[Extracts from a box-labeled dataset]

________________

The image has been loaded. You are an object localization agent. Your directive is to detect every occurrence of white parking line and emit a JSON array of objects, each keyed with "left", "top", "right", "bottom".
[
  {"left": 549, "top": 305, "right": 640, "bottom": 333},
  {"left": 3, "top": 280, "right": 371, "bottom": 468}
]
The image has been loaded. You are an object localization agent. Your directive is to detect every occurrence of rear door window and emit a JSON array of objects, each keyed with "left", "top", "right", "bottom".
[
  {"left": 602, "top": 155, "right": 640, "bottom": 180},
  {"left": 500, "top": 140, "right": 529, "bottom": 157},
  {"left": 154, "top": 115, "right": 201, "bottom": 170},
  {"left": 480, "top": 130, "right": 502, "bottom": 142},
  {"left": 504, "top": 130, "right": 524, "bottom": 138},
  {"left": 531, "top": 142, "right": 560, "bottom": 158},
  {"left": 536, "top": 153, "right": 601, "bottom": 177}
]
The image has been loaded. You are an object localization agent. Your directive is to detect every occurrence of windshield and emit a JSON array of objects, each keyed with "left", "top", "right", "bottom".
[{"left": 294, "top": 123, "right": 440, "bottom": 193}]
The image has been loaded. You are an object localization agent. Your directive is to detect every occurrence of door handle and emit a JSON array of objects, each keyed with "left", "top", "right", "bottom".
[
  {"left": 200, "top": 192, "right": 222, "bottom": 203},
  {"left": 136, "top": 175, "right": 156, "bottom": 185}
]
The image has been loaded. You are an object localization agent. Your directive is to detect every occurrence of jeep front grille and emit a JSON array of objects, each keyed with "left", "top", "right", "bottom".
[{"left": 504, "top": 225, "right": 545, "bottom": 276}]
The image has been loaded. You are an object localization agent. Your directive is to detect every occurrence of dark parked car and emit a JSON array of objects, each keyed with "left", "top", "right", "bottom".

________________

Task to carry out: Return every line of the data above that contains the word "objects".

Answer to this exercise:
The image has been loaded. You are an object localization agent. Your directive is to detect every occurrence of white parking line and emit a JSON array of objects, each keyed with "left", "top", "right", "bottom".
The image has been loaded. You are an object localization agent. Your directive is to detect every occurrence of rear door window and emit a JSON array of objects, each keyed with "left", "top", "right", "bottom".
The image has been loaded. You are an object localization agent. Your directive is to detect every occurrence of windshield and emit a JSON array of objects, each keyed with "left", "top", "right", "bottom".
The image has been loaded. You are an object localization agent. Your directive is to detect every occurrence of door handle and emit a JSON array of objects, each keyed with "left", "top", "right", "bottom".
The image has been loaded. You are an object localization agent. Your directive is to detect every occurrence of jeep front grille and emit a JSON array of objects, each keyed with "left", "top", "right", "bottom".
The image has been loaded. You are an object localization agent. Your directive is to detect every occurrence of dark parked car and emit a JSON array of objects, each keyed with "left", "top", "right", "bottom".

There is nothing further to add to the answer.